◆ **PROBLEM DETAILS**
The answer should hold exactly the lines of the entries below from the one containing "super quick ask — box the dry" through the last line, both included.

========================================

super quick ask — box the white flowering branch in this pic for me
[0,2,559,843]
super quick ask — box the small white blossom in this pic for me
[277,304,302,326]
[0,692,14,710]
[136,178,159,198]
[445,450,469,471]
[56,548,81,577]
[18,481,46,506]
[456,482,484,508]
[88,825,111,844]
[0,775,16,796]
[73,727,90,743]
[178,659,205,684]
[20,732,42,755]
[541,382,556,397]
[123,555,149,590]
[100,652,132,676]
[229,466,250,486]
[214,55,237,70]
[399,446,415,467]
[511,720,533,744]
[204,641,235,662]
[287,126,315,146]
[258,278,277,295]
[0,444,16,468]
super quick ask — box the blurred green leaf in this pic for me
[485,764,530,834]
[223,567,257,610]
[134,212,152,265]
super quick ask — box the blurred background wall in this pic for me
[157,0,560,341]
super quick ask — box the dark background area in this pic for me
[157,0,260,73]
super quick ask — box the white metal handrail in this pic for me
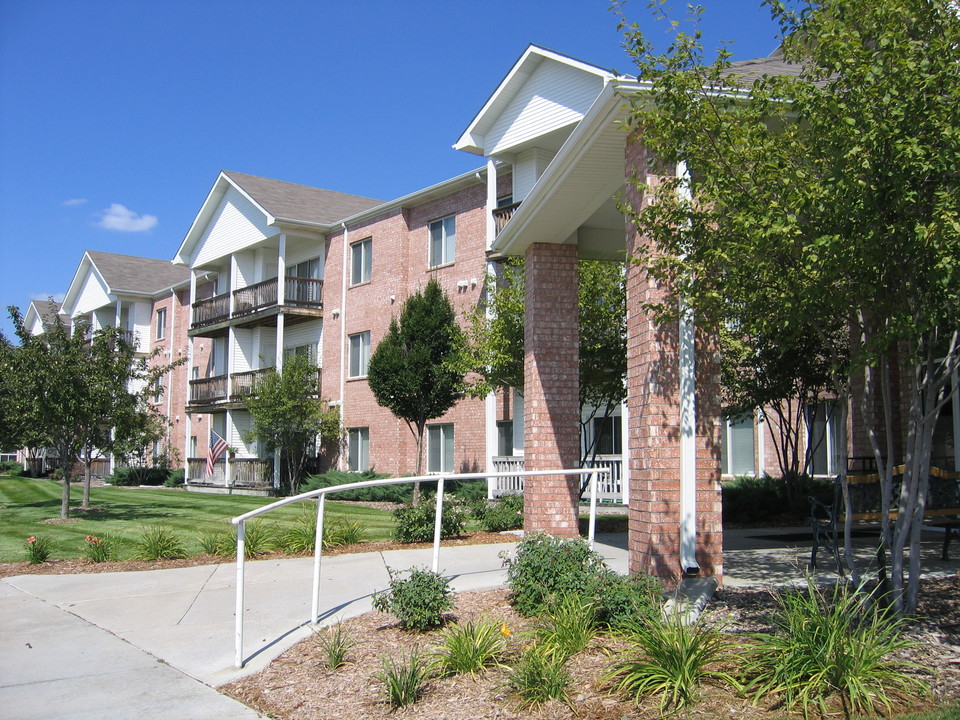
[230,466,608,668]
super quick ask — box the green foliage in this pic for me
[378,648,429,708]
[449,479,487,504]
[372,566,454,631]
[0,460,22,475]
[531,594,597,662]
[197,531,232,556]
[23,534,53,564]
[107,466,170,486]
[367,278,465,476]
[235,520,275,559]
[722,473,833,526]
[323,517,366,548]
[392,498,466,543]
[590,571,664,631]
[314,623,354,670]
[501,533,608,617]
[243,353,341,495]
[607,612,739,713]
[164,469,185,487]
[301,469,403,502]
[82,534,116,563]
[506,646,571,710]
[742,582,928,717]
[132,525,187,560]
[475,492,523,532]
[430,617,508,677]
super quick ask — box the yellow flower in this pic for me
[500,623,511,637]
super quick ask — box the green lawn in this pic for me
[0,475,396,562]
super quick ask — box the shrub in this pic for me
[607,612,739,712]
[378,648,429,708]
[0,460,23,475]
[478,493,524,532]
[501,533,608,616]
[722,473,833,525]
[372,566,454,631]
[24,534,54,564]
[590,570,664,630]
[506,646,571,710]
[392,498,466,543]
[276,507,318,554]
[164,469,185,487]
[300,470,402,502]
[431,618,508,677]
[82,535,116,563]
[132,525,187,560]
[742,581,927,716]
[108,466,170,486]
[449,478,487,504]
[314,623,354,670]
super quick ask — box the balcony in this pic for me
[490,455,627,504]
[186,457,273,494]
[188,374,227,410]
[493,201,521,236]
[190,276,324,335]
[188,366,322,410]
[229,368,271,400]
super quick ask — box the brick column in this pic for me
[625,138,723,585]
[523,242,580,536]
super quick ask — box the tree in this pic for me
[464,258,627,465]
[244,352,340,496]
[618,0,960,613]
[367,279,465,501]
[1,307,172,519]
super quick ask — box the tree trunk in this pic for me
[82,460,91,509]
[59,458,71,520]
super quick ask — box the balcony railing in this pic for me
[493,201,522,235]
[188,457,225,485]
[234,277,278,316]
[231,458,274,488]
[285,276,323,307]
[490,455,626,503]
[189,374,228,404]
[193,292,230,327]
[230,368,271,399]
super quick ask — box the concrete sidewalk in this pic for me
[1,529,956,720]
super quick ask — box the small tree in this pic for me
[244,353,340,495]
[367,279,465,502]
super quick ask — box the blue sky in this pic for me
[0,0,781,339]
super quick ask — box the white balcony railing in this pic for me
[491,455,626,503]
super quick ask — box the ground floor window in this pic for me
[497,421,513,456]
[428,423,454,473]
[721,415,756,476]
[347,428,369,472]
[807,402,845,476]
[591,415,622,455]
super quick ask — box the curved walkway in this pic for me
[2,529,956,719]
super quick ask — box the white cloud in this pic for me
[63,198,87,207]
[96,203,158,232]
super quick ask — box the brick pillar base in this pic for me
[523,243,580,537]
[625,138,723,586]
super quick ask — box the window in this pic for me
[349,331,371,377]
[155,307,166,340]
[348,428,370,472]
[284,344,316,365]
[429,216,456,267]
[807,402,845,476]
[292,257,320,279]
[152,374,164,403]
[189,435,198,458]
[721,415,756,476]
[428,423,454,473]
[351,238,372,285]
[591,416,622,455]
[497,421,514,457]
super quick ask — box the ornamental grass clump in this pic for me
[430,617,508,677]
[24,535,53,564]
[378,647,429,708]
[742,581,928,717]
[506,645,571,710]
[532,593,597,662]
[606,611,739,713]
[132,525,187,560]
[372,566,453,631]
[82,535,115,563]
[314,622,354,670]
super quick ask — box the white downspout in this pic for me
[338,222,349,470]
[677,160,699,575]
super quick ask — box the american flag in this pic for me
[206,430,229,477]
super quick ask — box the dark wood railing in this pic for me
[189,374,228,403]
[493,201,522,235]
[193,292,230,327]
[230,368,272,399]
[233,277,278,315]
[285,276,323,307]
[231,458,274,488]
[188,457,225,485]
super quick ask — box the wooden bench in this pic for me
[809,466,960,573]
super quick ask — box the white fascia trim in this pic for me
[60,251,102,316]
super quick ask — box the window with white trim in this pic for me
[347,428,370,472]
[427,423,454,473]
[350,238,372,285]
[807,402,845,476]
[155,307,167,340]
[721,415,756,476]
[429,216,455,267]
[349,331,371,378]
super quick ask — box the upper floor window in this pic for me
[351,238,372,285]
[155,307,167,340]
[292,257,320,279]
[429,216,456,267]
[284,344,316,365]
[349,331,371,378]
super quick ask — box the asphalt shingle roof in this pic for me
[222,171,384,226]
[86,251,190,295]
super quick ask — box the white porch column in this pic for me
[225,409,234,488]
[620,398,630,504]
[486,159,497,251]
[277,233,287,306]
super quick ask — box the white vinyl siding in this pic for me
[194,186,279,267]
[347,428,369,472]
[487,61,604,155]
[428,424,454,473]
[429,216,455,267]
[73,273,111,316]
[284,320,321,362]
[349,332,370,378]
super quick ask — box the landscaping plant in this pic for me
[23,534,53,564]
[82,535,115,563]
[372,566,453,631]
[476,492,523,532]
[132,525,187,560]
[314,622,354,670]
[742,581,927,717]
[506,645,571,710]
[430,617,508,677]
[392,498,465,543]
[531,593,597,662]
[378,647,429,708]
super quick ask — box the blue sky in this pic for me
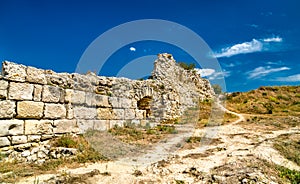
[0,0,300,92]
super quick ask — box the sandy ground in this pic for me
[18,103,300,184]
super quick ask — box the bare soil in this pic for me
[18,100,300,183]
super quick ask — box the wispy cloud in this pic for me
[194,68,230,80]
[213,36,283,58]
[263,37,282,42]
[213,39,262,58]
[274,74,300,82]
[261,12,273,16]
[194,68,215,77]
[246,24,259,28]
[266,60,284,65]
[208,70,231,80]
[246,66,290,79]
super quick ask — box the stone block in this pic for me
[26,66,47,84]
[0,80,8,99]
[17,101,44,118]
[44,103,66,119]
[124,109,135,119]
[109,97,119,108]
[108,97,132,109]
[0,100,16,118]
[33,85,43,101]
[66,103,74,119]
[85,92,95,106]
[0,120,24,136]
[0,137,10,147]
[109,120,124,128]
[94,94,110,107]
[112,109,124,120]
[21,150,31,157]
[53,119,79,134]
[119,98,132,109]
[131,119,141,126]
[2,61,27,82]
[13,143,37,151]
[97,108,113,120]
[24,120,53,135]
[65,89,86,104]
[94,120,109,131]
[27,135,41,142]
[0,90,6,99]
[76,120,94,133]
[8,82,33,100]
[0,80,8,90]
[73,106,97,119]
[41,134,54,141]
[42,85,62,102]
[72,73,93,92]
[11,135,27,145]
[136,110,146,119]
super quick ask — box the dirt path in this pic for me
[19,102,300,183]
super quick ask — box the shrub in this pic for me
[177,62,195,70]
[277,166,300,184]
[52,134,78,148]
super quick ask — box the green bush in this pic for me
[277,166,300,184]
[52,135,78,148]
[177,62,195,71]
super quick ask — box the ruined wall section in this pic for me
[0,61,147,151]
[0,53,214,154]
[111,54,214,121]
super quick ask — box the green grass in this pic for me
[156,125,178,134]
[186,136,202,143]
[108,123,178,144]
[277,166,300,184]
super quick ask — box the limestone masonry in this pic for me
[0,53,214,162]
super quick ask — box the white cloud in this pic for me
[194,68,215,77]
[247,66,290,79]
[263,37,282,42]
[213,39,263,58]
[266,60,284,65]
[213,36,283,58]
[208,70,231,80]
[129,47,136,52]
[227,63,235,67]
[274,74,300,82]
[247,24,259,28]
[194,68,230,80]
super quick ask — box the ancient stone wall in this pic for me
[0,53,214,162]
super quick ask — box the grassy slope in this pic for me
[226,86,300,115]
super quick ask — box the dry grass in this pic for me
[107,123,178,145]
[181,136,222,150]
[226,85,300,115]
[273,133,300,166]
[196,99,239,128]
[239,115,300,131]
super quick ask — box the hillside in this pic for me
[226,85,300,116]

========================================

◆ **EXERCISE ANSWER**
super quick ask — box the dry grass in this pic for me
[107,123,178,145]
[181,136,222,150]
[226,85,300,115]
[273,133,300,166]
[196,99,239,128]
[239,115,300,131]
super quick ask — box the hillside in this pic for me
[226,85,300,116]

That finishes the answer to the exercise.